Object position labeling entries:
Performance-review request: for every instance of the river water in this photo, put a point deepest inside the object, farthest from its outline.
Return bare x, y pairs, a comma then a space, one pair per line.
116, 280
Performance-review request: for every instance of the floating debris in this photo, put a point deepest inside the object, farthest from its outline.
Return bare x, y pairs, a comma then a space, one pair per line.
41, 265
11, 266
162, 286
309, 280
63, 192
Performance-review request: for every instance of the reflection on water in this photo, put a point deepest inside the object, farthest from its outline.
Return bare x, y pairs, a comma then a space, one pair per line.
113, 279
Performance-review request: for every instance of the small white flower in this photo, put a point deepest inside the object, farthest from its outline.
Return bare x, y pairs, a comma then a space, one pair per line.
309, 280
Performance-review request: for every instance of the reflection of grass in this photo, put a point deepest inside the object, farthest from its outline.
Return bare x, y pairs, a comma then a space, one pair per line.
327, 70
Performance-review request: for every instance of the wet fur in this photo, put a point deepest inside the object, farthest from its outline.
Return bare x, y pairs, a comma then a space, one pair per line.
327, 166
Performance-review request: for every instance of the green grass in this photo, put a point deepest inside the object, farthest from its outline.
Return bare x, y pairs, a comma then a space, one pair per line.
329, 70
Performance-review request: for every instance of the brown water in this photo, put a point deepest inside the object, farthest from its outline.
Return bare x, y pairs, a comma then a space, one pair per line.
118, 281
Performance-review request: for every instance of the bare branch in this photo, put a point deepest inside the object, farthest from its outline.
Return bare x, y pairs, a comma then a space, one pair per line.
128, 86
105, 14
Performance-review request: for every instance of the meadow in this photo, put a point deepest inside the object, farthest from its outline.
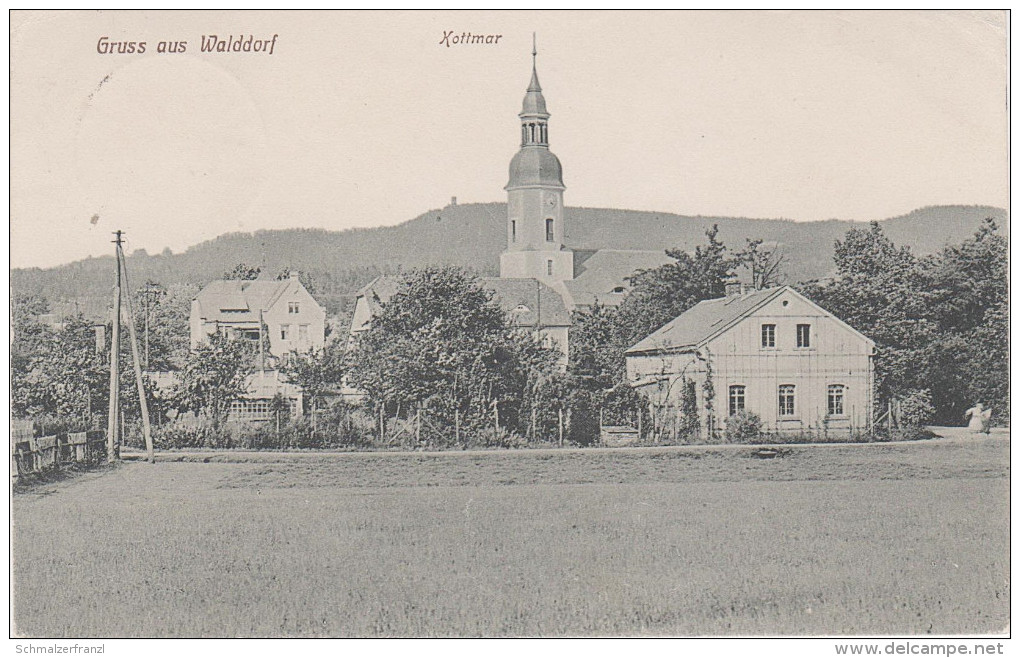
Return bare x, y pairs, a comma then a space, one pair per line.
832, 540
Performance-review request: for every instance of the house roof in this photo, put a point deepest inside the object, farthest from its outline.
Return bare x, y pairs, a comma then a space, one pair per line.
696, 325
598, 273
239, 301
522, 299
705, 320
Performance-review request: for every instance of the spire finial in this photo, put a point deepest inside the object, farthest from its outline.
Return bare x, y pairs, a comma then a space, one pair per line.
534, 87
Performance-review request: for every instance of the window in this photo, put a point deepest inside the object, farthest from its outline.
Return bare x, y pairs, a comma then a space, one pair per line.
803, 336
835, 399
786, 395
736, 397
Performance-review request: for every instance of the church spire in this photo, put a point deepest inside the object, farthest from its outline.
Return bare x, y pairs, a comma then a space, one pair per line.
533, 115
534, 86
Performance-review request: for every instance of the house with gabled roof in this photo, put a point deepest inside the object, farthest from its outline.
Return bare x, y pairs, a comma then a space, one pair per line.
285, 309
772, 352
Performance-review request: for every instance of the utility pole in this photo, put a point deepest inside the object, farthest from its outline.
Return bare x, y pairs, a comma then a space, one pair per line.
146, 427
112, 443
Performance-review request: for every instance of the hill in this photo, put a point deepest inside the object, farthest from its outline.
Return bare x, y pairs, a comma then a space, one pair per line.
473, 236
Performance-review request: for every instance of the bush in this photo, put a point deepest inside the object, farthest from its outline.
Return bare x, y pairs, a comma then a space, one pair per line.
916, 409
744, 426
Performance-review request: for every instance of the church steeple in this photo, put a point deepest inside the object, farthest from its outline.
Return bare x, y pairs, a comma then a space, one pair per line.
533, 115
534, 86
534, 198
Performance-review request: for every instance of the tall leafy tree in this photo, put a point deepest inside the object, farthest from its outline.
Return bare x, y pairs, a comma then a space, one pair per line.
660, 294
443, 342
317, 371
243, 271
214, 375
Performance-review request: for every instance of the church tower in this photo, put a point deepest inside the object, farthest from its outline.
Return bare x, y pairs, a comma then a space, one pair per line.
534, 199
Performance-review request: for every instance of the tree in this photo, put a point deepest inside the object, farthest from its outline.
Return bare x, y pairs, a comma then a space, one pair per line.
597, 347
166, 310
31, 343
215, 374
443, 342
243, 271
303, 276
660, 294
316, 372
764, 263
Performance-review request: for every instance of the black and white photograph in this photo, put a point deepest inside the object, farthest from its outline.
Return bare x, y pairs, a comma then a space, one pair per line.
506, 324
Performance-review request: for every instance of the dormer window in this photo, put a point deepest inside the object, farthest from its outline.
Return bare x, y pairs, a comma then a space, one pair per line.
803, 336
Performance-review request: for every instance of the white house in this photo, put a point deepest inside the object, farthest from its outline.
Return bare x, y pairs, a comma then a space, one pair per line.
285, 309
772, 352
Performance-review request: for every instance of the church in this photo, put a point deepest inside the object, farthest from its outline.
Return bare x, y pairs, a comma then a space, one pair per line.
542, 280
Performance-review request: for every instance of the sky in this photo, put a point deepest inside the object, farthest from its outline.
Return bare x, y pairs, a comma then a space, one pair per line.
367, 119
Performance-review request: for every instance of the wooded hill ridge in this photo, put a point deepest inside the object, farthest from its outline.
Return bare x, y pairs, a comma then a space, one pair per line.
473, 236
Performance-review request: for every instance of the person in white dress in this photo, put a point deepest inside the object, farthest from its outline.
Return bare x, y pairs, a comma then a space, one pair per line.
980, 418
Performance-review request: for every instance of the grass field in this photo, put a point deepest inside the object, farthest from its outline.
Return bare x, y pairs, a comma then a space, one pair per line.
858, 540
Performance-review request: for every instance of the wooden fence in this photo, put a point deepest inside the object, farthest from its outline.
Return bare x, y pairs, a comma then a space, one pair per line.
33, 455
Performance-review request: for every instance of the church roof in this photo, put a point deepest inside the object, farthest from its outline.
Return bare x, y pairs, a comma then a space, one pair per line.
534, 165
601, 275
705, 319
529, 302
239, 301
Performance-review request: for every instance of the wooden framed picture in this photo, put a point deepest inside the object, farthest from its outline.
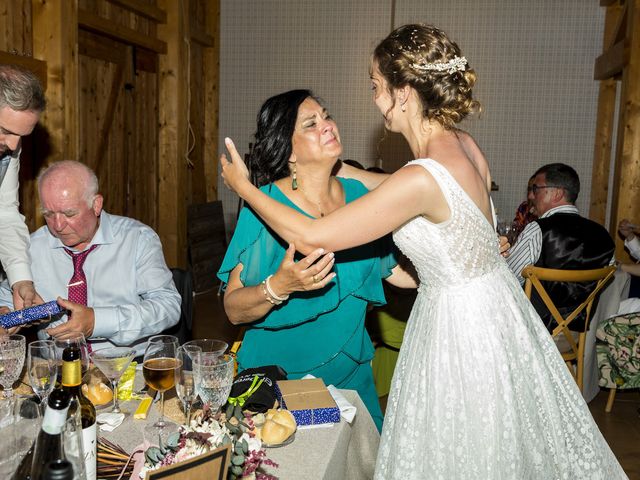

PROBLEM DESCRIPTION:
Which lines in the items above contain the string "hill"? List each such line in full.

RESULT:
Performance-review request: for every instance of the hill in this photo, put a point deepest inside the object, farthest from its outline.
Performance-review request: for every instance of the wooded hill ridge in this photo, put a point deepest inside the object, farthest from its outline.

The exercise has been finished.